* Goal *
Rewrite every one of the entries below with "locate" in place of "pinpoint" and nothing else altered. Leave the pictures out of your answer.

* Excerpted data *
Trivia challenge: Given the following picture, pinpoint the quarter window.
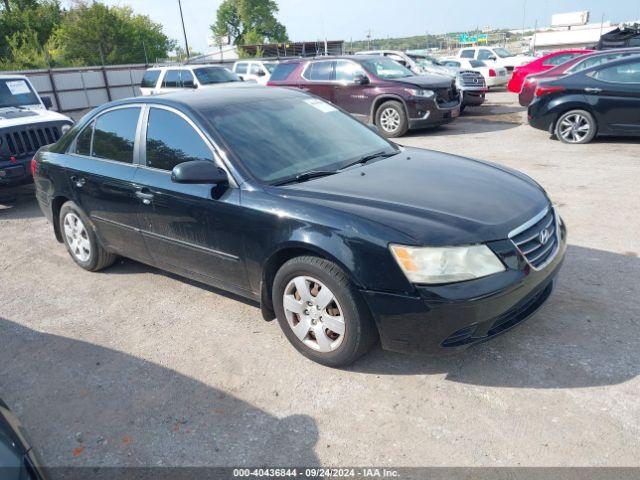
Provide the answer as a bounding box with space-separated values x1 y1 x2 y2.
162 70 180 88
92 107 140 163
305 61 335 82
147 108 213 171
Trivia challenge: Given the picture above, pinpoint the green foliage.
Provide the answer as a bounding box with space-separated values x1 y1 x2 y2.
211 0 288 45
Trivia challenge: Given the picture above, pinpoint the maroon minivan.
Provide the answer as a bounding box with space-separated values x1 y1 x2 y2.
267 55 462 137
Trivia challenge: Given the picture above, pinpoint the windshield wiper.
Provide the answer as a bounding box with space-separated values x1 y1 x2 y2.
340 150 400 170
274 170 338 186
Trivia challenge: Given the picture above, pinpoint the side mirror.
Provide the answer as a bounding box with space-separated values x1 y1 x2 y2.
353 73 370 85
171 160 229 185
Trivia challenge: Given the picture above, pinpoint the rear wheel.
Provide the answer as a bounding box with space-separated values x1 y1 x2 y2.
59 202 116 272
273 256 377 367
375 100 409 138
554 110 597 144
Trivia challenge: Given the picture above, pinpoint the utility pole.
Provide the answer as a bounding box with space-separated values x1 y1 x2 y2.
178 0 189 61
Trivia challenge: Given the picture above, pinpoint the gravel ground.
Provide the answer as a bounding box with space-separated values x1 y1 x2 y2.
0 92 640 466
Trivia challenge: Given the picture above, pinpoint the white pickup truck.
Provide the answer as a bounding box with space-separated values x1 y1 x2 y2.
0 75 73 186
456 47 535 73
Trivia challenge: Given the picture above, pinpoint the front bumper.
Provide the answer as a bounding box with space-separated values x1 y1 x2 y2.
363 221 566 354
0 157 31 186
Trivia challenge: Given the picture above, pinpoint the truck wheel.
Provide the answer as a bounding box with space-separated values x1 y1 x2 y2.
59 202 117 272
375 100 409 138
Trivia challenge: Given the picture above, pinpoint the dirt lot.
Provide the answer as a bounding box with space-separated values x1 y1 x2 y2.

* Solution to the problem *
Trivia challenge: Given the following picture, locate the quarter window.
Provide the answer as a bounding box with space-separated values x1 y1 x2 y2.
162 70 180 88
92 107 140 163
305 61 335 82
147 108 213 171
Trivia challenge: Given the picture above, locate the green foliage.
Provide the answer as a bounding box with space-separated values x1 y1 x2 y2.
211 0 288 45
Trivia challenge: Given the picture above, locate the maroon minivan.
Provide the answer as a bounding box with space-separated values x1 y1 x2 y2.
267 55 462 137
Trivia challenge: Given the picture above, locate the windshield wiper.
Provide the answer as a bounding box with space-separated values x1 y1 x2 y2.
340 150 400 170
274 170 338 186
Trivia challenge: Given the picture above, locate the side mirror.
Provide the answer as a bounding box with space-separated values x1 y1 x2 y2.
353 73 370 85
171 160 229 185
Trivia challenge: Given the picture above, locate the rear wheel.
Provide the answer as a bounding box with space-separated values x1 y1 x2 y2.
59 202 116 272
273 256 377 367
375 100 409 138
554 110 597 144
Trivia challenge: Given the picture above, locate the utility pole.
Provide the answer as a bounding box with space-separated values x1 y1 x2 y2.
178 0 189 61
Trivia challenge: Given the picture above, locate the gravel ground.
Provide the answer as a bounding box with space-separated values x1 y1 x2 y2.
0 92 640 466
Trivia challenge: Given the picture above, locate the white pickup truck.
Provide the answer as a bounding box with space-separated values x1 y1 x2 y2.
0 75 73 186
456 47 535 73
Trivia challenge: Given the picture above, locate the front bumper.
Provide the answer as a bounding box with space-separated values x1 y1 x2 y2.
363 221 566 354
0 157 31 186
Trivia challenge: Given the picture above, locate the truck wheel.
Provide the answer as a bounding box with space-separated values x1 y1 x2 y2.
59 202 117 272
375 100 409 138
Trivia challenge: Given the picture above, locate the dirt lot.
Provide the answer as a bounding box with space-separated values x1 y1 x2 y2.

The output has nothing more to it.